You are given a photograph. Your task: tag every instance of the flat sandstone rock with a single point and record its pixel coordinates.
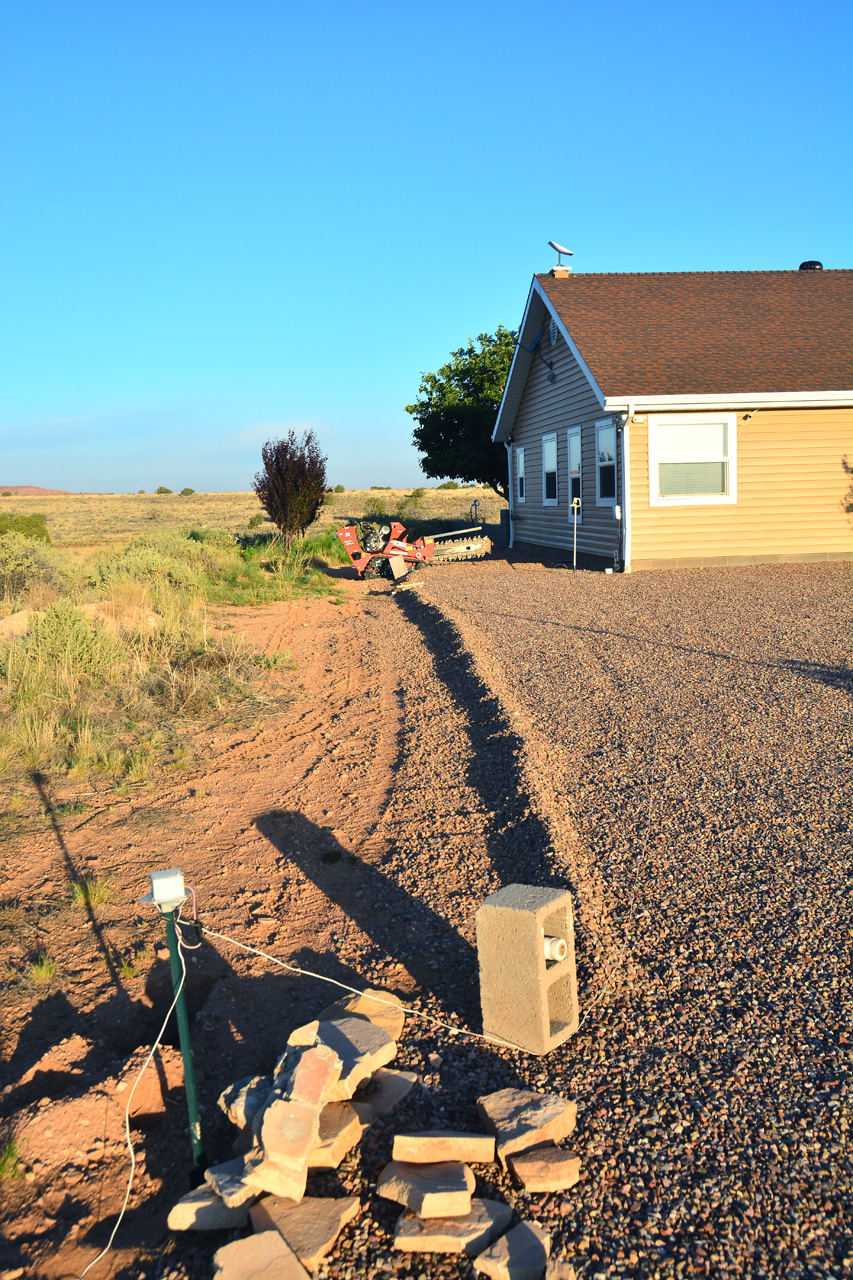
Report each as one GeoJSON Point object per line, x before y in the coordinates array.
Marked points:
{"type": "Point", "coordinates": [469, 1234]}
{"type": "Point", "coordinates": [434, 1144]}
{"type": "Point", "coordinates": [546, 1169]}
{"type": "Point", "coordinates": [520, 1255]}
{"type": "Point", "coordinates": [381, 1008]}
{"type": "Point", "coordinates": [310, 1228]}
{"type": "Point", "coordinates": [361, 1046]}
{"type": "Point", "coordinates": [201, 1210]}
{"type": "Point", "coordinates": [258, 1257]}
{"type": "Point", "coordinates": [227, 1182]}
{"type": "Point", "coordinates": [382, 1093]}
{"type": "Point", "coordinates": [521, 1119]}
{"type": "Point", "coordinates": [429, 1191]}
{"type": "Point", "coordinates": [341, 1130]}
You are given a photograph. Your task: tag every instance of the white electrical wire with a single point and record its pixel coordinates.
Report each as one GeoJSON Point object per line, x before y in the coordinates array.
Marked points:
{"type": "Point", "coordinates": [127, 1114]}
{"type": "Point", "coordinates": [378, 1000]}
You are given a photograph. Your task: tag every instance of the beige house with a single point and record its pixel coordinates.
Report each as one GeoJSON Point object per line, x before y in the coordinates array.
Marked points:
{"type": "Point", "coordinates": [701, 417]}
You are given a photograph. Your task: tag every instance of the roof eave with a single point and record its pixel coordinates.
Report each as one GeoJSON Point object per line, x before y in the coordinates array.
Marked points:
{"type": "Point", "coordinates": [639, 403]}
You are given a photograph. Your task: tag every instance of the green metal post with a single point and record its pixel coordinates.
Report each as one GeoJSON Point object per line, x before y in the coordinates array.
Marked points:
{"type": "Point", "coordinates": [199, 1159]}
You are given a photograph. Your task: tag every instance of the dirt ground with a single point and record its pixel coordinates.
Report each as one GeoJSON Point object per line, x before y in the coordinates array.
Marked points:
{"type": "Point", "coordinates": [356, 833]}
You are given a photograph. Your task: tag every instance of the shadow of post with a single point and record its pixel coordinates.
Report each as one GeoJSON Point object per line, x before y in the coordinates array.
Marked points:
{"type": "Point", "coordinates": [400, 927]}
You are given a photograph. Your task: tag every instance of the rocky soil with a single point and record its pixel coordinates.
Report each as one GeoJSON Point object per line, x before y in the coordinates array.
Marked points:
{"type": "Point", "coordinates": [673, 746]}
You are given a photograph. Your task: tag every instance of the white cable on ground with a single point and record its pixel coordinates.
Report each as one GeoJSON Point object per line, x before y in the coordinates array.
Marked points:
{"type": "Point", "coordinates": [392, 1004]}
{"type": "Point", "coordinates": [127, 1115]}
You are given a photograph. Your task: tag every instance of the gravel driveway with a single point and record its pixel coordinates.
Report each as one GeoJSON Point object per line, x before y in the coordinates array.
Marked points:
{"type": "Point", "coordinates": [678, 748]}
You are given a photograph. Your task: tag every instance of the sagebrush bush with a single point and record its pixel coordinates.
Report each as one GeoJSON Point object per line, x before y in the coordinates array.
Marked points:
{"type": "Point", "coordinates": [23, 562]}
{"type": "Point", "coordinates": [33, 526]}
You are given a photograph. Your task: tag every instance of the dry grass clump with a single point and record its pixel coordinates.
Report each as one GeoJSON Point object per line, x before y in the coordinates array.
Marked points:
{"type": "Point", "coordinates": [97, 680]}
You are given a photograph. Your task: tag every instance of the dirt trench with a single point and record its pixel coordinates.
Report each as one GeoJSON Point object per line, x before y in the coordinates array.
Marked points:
{"type": "Point", "coordinates": [354, 835]}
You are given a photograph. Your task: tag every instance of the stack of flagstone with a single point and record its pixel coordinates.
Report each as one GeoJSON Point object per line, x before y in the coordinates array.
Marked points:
{"type": "Point", "coordinates": [331, 1083]}
{"type": "Point", "coordinates": [305, 1115]}
{"type": "Point", "coordinates": [429, 1174]}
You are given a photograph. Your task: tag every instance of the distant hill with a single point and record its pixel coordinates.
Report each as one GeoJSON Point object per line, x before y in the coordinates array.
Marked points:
{"type": "Point", "coordinates": [32, 490]}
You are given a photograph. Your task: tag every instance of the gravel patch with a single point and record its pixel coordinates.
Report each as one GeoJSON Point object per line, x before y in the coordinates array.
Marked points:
{"type": "Point", "coordinates": [675, 746]}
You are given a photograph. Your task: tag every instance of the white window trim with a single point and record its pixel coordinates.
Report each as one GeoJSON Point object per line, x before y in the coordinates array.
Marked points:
{"type": "Point", "coordinates": [601, 424]}
{"type": "Point", "coordinates": [699, 499]}
{"type": "Point", "coordinates": [555, 501]}
{"type": "Point", "coordinates": [575, 430]}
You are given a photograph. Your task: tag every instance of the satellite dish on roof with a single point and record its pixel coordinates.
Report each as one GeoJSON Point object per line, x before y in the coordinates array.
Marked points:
{"type": "Point", "coordinates": [559, 250]}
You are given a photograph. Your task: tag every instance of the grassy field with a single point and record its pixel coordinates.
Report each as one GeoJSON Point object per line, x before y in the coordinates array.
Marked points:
{"type": "Point", "coordinates": [108, 658]}
{"type": "Point", "coordinates": [91, 520]}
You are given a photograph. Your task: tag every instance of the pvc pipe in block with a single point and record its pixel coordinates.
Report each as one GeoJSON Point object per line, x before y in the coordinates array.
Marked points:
{"type": "Point", "coordinates": [555, 949]}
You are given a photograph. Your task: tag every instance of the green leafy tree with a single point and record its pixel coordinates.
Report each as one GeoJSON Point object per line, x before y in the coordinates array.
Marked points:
{"type": "Point", "coordinates": [292, 483]}
{"type": "Point", "coordinates": [456, 411]}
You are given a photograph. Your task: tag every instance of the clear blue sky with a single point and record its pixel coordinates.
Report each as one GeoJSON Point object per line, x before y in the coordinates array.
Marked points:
{"type": "Point", "coordinates": [223, 219]}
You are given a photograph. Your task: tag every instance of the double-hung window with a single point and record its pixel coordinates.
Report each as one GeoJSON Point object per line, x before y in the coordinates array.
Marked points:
{"type": "Point", "coordinates": [574, 471]}
{"type": "Point", "coordinates": [692, 460]}
{"type": "Point", "coordinates": [605, 464]}
{"type": "Point", "coordinates": [550, 470]}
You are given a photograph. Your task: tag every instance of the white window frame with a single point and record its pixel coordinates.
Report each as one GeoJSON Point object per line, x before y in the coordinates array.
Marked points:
{"type": "Point", "coordinates": [575, 430]}
{"type": "Point", "coordinates": [555, 501]}
{"type": "Point", "coordinates": [698, 499]}
{"type": "Point", "coordinates": [601, 425]}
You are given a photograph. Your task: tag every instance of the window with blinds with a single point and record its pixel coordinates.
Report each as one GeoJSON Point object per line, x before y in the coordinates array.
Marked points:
{"type": "Point", "coordinates": [550, 470]}
{"type": "Point", "coordinates": [692, 460]}
{"type": "Point", "coordinates": [574, 471]}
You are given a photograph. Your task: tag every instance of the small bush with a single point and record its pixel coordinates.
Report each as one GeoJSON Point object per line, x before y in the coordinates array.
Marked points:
{"type": "Point", "coordinates": [292, 483]}
{"type": "Point", "coordinates": [42, 970]}
{"type": "Point", "coordinates": [91, 891]}
{"type": "Point", "coordinates": [28, 526]}
{"type": "Point", "coordinates": [10, 1155]}
{"type": "Point", "coordinates": [22, 563]}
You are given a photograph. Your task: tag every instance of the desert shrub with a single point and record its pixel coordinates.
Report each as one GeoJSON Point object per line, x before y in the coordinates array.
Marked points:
{"type": "Point", "coordinates": [33, 526]}
{"type": "Point", "coordinates": [62, 649]}
{"type": "Point", "coordinates": [23, 563]}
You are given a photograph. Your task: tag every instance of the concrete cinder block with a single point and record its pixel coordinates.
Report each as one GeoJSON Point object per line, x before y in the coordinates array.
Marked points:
{"type": "Point", "coordinates": [527, 1000]}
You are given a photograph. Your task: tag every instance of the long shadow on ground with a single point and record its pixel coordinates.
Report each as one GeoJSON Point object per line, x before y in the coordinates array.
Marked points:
{"type": "Point", "coordinates": [398, 926]}
{"type": "Point", "coordinates": [518, 841]}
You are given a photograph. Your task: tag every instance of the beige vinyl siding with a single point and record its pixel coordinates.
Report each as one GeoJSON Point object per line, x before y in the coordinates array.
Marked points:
{"type": "Point", "coordinates": [548, 407]}
{"type": "Point", "coordinates": [790, 484]}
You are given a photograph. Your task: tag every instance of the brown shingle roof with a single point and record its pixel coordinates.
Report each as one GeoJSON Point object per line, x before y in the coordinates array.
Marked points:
{"type": "Point", "coordinates": [710, 332]}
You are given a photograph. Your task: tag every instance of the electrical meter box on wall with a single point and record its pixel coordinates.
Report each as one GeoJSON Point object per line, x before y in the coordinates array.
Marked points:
{"type": "Point", "coordinates": [528, 997]}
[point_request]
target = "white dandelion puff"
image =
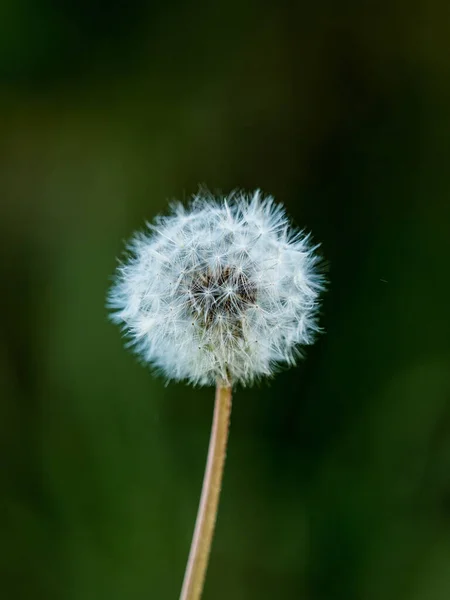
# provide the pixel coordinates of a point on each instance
(223, 289)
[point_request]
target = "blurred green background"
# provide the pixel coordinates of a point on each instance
(337, 483)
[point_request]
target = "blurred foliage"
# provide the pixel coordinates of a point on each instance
(338, 475)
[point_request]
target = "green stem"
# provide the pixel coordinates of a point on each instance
(194, 576)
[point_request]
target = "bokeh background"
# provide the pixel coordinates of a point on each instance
(338, 476)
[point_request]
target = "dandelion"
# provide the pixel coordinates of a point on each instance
(219, 293)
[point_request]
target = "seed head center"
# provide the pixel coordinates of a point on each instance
(219, 295)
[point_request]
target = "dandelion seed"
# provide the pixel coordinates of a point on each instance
(220, 292)
(195, 275)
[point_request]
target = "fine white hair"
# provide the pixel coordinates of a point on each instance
(221, 290)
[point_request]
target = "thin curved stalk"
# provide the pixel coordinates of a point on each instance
(194, 576)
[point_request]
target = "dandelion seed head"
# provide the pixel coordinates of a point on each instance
(223, 289)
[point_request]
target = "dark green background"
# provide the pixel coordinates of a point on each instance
(337, 483)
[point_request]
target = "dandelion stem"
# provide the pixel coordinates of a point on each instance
(194, 576)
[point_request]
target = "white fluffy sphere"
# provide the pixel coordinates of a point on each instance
(221, 290)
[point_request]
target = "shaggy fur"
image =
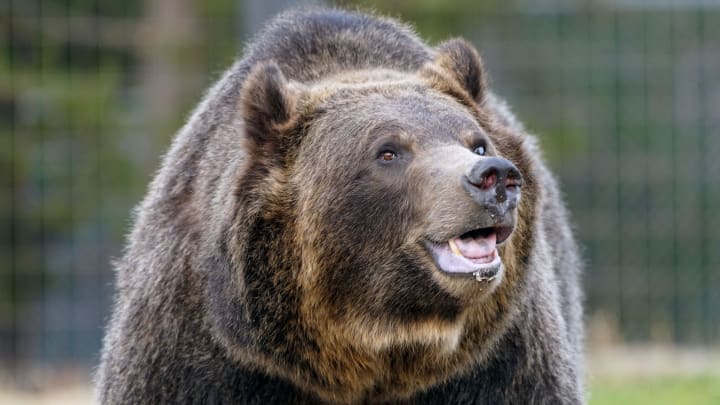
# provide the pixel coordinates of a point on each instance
(277, 258)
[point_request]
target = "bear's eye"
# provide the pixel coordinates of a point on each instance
(388, 155)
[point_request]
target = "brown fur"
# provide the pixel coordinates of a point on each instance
(275, 260)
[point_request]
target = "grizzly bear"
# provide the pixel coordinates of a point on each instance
(350, 216)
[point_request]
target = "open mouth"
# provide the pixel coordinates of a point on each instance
(472, 253)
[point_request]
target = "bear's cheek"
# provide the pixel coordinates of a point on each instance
(369, 261)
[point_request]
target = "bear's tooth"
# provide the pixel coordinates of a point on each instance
(454, 247)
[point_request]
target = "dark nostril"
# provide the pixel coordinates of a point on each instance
(488, 179)
(494, 172)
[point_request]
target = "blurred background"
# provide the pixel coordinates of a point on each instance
(624, 95)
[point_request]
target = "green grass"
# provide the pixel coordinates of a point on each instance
(670, 390)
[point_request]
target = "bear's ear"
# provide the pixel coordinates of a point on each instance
(266, 105)
(459, 60)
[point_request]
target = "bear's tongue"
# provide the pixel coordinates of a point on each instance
(469, 255)
(474, 248)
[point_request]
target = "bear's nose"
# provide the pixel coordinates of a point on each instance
(492, 182)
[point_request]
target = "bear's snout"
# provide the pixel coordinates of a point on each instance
(494, 183)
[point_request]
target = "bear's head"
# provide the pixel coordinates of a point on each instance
(377, 225)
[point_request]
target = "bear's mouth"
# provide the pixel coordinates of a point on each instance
(472, 253)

◆ Your goal: Pick out every line in the records above that contains the string "bush" and copy each of those lines in full.

◆ Exercise solution:
You are given a photograph. Your task: tag every instance of the sagebrush bush with a single point and record its pixel coordinates.
You are given a photograph. Your task: tag every instance of the small bush with a single point and record its pixel coordinates.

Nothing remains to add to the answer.